:: PROBLEM TO SOLVE ::
Go through the listing below and return every line exactly.

:: INPUT MATERIAL ::
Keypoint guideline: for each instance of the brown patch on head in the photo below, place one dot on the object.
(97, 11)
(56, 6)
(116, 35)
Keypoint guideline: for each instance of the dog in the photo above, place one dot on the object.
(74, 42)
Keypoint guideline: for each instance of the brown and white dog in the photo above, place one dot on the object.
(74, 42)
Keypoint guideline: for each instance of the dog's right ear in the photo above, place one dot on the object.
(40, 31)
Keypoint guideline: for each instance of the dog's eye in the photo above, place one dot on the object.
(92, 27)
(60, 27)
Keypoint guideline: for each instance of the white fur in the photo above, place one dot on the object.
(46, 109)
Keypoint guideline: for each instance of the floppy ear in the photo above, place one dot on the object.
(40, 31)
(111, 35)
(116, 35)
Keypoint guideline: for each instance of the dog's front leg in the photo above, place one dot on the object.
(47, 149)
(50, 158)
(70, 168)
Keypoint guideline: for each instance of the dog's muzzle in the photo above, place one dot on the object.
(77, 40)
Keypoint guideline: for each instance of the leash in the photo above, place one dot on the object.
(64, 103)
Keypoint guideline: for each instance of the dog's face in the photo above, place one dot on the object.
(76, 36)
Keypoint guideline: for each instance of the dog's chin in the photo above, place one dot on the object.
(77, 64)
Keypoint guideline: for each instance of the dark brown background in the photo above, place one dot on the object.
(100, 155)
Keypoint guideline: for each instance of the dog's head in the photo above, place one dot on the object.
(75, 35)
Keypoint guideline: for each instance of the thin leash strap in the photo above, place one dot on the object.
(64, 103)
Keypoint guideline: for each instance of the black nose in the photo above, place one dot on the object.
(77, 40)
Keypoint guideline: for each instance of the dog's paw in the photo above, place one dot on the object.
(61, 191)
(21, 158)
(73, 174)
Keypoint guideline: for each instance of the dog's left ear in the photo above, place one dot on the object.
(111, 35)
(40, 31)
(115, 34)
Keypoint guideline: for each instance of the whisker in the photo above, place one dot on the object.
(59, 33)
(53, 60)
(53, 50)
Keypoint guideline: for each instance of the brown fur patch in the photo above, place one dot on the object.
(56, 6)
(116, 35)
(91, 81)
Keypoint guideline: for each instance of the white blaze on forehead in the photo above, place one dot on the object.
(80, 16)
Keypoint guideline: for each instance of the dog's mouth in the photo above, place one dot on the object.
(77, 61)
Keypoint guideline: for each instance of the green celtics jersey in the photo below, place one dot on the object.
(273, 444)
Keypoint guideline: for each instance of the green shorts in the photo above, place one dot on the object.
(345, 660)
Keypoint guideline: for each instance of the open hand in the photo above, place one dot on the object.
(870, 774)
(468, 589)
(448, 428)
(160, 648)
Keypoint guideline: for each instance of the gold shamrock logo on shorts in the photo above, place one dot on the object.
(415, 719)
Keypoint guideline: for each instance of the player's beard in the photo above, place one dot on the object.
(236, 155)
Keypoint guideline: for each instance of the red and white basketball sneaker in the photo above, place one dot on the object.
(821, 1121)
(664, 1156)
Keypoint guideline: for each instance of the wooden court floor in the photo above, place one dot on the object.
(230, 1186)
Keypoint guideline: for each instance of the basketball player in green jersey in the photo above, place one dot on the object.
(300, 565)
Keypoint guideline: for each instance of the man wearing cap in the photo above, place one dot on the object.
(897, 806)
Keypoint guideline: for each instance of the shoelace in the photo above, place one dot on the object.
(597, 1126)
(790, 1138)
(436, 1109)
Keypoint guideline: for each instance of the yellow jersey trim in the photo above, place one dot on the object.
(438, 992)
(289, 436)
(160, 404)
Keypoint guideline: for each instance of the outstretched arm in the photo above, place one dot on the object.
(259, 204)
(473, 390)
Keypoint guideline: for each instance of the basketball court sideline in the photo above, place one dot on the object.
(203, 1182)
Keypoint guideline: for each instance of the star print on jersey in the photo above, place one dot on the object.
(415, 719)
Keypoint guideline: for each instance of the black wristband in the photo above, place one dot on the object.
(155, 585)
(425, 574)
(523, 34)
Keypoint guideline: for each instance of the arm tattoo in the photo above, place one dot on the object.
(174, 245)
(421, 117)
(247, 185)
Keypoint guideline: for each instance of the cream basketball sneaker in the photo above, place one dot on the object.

:: EXERCISE SOLUTION ::
Keypoint guideline: for each instance of the brown patch on head in the photo below, place one dot on the object.
(97, 11)
(56, 6)
(116, 35)
Keypoint guideline: for each instance of the dog in the photo above, place one dot on the object.
(74, 42)
Keypoint guideline: for each instance of the brown and white dog in the photo above, place one dot on the object.
(74, 42)
Keypoint guideline: for each instance of the dog's right ear in the photo above, place one dot on the object.
(40, 31)
Keypoint guideline: for each instance of the dog's eye in the photo above, place one dot on the object.
(92, 27)
(60, 27)
Keypoint guideline: for each instance of the white fur in the photo above, place one dot on the object.
(46, 109)
Keypoint guideline: for each instance of the floppy ear in the photo above, place one dot on the object.
(40, 31)
(111, 35)
(116, 35)
Keypoint guideline: for each instance of the dog's front leg in the photo above, place one dot on the object.
(47, 149)
(50, 158)
(70, 168)
Keypoint guideline: for each instance of the dog's muzzle in the photo above, place one dot on the object.
(77, 40)
Keypoint guideline: for each instance of the leash in the photo above, place one dot on the object.
(64, 103)
Keypoint guideline: for each instance of the dog's face in the photo above, place one dot on the object.
(76, 36)
Keypoint guideline: for each instance of the dog's chin in the photo above, place one dot on the object.
(77, 64)
Keypoint guideline: for each instance of the dark brown background in the photo above, place one dot on the object.
(100, 155)
Keypoint guideline: for each instance of the dog's head in the photo above, place one dot on the object.
(75, 35)
Keypoint guideline: for each instance of the thin leash strap in the photo above, place one dot on the object.
(64, 103)
Keypoint guideline: for each instance of the black nose in the photo above, place one dot on the object.
(77, 40)
Keypoint guideline: for each instance of the dog's paw in the photo above, place one dot on the object.
(61, 191)
(21, 158)
(73, 174)
Keypoint guideline: for each instance of the dog's left ear in the photo above, place one dot on the object.
(111, 35)
(40, 31)
(115, 34)
Keypoint guideline: for each instance of the whisker in the photo above, place one dot on the object.
(59, 33)
(53, 60)
(53, 50)
Keypoint guideline: for each instance of the brown fur patch in the photo above, place one dot on the object.
(56, 6)
(116, 35)
(91, 81)
Keypoint guideline: for each instance of the white blaze on forehead in the photo above, place one dot on the object.
(80, 16)
Keypoint guideline: for each instance of the dog's mouth in the photo above, place one dot on the object.
(77, 61)
Keypoint guideline: for each instance of the green celtics jersey in the photo below, place one dot on the object.
(273, 444)
Keypoint guideline: for each instance of the green shorts in the photo above, place one dot on the object.
(345, 660)
Keypoint guideline: for each instance of the open hand in the photo above, place one dot on the object.
(870, 774)
(468, 589)
(448, 428)
(160, 648)
Keypoint guideline: for each instance of the gold shamrock logo on shorts in the photo above, place one dot on the object.
(415, 719)
Keypoint guideline: for each instance of the player's beard in the photo above, place one dot on the object.
(236, 155)
Keypoint guideline: for each instance of the red and white basketball sneaker in the photo above, place one dot on the object.
(821, 1121)
(664, 1156)
Keypoint guideline: for each instance of the wooden court floor in the photo above, place one dot on the object.
(230, 1186)
Keypoint guideline: for each instance of the basketball player in green jersey in the photo above, place one dot on the object.
(300, 565)
Keypoint guideline: for each instance of the man wearing cap in the photo above, place one dot on the object.
(897, 806)
Keypoint guideline: for each instance of the shoelace in the photo above, place one dot on the object.
(597, 1126)
(790, 1138)
(436, 1109)
Keypoint guideline: for each instance of the yellow jersey trim in the photo above, place one dot on the object.
(438, 992)
(289, 436)
(160, 404)
Keypoint guideline: for each instance of the outstretched arm in the photo above, place one dot on the object.
(259, 204)
(473, 390)
Keypoint guideline: for each instance of the basketball court sideline in the photo above, place one dot on the object.
(203, 1182)
Keypoint guideline: for each instance of the star print on jersey in the photo above, place one dot on the object.
(415, 719)
Keypoint guideline: for each instance of the black wristband in the photo above, place one dot on the object.
(155, 585)
(425, 574)
(523, 34)
Keypoint guideline: for each instance of the arm tattoo in the photo above, place one dot on the object.
(174, 245)
(421, 117)
(247, 185)
Keypoint guideline: for each instance of the cream basketball sneaker in the photo above, place one dot on the object.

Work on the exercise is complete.